Last Sunday, February 27, we took Emma to Phoenix Children’s Urgent Care and was then transferred to Cardon Children’s Hospital. The day before, on Saturday, she was sneezing and coughing. Later on that day, she ended up getting a high fever. She hardly slept that night and at 5 am, she had a 102.5 fever, which is very high for a 2 month old. If she was 3 months or older, it'd be no big deal. I called her pediatrician and he instructed me to take her Phoenix Children's Urgent Care. We spent about an hour waiting and then were finally seen. They starting running lots of tests.
First, they try to stick a cathedar in, in order to get a urine sample to see if she could possibly have a urinary tract infection. It took 7 different attempts to insert that cathedar. It was so hard as a mother to see my baby lying there, screaming, knowing that I could not pick her up or hold her. Forty-five minutes later, they were finally able to get it in and extract a sample of urine. Then they had to start an IV and take her blood. By that point, I was already super emotional and could not stand hearing my baby cry anymore. So I left the room while Jacob stayed with her. They started an IV and took her blood from her foot but the IV didn't take....poor girl! Then they searched around for another vein and finally got an IV started in her wrist. After that, they gave her fluids and antibiotics. The doctor told us that she thought Emma might have Meningitis and would need to have a lumbar puncture (aka Spinal Tap). What?! I was almost positive that Emma had RSV, not meningitis!

※

__Parts of the exercise__.
(a) In the account of Emma's hospital visit, what was her temperature at 5 am?
(b) Proceed with the account of Emma's hospital visit, picking up right after its last sentence.

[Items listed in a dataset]
※

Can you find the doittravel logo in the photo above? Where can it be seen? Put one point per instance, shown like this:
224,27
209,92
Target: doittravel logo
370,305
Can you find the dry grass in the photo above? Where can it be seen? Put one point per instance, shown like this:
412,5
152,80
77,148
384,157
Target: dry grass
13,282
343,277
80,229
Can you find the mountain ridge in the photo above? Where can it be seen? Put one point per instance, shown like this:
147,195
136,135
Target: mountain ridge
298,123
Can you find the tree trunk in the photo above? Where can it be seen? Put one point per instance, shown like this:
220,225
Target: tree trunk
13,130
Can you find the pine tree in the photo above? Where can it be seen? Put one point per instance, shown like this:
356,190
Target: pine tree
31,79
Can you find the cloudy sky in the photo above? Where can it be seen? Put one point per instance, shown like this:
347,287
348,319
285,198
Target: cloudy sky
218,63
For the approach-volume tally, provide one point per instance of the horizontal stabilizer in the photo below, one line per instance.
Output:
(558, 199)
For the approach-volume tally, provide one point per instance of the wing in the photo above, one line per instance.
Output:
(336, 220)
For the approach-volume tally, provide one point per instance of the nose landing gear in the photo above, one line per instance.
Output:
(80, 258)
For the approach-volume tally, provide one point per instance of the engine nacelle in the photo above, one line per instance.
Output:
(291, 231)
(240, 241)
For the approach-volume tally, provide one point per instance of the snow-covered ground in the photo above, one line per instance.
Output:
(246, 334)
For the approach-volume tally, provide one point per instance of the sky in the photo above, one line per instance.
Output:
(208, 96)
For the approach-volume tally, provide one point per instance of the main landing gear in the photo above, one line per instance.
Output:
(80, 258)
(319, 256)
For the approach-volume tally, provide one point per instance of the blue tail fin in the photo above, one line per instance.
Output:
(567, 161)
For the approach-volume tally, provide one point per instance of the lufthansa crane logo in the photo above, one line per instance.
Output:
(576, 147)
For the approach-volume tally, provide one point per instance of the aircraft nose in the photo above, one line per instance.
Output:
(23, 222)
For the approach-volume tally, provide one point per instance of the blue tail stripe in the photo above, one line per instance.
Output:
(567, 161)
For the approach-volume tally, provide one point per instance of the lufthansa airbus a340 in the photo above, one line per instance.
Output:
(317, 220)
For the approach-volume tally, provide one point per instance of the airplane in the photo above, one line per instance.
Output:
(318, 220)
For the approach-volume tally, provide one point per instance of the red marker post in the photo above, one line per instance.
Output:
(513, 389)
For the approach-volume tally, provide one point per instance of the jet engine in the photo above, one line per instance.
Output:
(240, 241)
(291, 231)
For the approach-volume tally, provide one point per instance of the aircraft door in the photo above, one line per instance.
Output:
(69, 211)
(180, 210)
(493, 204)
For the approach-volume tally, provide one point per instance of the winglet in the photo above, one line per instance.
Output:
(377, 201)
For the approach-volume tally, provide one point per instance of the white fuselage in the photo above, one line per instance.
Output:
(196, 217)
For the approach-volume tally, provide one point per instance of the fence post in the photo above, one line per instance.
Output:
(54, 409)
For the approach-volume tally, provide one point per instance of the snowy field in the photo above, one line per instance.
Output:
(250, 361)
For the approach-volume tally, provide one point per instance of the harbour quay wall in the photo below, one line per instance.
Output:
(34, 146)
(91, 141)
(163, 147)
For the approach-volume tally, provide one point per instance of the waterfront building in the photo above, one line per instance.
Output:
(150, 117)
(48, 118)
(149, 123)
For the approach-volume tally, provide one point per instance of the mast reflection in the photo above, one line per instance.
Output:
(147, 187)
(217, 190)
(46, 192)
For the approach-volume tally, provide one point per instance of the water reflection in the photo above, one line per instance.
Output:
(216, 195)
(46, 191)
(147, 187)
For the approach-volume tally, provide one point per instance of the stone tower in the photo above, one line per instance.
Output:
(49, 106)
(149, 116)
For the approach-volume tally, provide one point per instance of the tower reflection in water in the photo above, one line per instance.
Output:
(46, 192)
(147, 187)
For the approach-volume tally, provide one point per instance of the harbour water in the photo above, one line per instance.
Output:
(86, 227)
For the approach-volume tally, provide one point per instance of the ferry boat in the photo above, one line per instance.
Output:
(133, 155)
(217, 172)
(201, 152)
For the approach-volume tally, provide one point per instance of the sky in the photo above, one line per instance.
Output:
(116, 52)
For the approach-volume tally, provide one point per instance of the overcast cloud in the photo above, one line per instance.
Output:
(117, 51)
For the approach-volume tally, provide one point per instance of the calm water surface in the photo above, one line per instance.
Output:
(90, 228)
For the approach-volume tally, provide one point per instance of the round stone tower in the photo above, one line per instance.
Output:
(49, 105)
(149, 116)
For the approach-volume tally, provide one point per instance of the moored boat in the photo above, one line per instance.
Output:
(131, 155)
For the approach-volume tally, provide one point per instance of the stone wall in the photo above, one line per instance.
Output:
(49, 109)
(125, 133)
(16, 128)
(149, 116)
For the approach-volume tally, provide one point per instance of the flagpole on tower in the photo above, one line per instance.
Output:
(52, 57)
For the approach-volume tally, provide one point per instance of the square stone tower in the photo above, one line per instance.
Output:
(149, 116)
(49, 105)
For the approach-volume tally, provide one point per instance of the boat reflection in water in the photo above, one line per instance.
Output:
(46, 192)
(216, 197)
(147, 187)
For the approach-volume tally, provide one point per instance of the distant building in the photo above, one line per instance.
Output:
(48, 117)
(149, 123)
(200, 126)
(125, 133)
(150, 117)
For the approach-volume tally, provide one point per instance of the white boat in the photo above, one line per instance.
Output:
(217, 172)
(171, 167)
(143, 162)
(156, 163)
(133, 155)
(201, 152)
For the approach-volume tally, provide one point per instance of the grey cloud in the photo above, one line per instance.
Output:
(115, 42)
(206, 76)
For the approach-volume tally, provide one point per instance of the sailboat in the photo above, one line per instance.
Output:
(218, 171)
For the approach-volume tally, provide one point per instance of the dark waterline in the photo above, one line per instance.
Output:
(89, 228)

※

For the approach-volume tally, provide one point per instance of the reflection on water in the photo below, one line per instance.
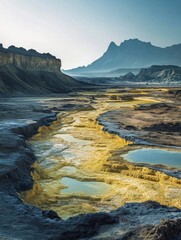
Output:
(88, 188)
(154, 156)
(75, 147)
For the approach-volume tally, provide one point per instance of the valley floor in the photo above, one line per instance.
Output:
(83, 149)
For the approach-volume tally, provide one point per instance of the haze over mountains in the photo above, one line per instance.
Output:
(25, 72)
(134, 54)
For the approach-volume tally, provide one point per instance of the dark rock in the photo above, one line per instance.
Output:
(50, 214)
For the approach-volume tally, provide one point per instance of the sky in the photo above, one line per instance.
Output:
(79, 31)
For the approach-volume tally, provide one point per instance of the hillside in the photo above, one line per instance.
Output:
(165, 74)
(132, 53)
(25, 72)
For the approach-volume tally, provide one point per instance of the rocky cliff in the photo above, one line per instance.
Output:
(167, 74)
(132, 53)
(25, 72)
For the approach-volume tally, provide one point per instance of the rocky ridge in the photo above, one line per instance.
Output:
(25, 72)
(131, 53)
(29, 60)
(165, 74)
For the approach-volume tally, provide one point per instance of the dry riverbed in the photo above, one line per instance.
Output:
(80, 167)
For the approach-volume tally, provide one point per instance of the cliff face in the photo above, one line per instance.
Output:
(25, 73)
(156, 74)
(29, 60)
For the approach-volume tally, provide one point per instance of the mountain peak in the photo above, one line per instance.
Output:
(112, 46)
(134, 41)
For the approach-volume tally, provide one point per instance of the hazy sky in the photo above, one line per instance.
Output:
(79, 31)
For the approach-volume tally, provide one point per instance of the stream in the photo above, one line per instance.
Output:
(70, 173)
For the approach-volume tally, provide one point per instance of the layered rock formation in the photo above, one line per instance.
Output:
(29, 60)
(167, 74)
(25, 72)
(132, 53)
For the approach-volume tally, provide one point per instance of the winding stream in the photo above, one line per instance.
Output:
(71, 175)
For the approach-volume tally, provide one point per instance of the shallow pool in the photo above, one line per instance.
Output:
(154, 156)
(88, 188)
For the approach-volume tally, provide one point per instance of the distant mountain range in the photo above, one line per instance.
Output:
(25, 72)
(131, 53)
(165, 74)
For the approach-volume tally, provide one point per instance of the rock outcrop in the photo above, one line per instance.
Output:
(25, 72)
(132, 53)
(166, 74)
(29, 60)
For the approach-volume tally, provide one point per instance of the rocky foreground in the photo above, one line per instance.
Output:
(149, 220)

※

__Answers by task__.
(a) 102.5

(b)
They sent Emma by ambulence to Cardon Children's Hospital to have the "lumbar puncture" done. Once we got in a room, the doctor there came in to examine Emma and told us that he thought she had RSV, not meningitis and that he was not going to do the lumbar puncture. Thank goodness! So they did an RSV test where they shoot fluid up one side of her nose and suck out all the junk through the opposite side of her nose. They also took chest X-Rays and gave her more fluids through her IV. At last, the tests were done and the doctor concluded that Emmas had RSV and bronchiolitis. Luckily, we did not have to stay the night. We were sent home at around 9 pm. She still had 102 fever but the doctor felt like the antibiotics were enough and she could now recover from home. Phew! That was a long story!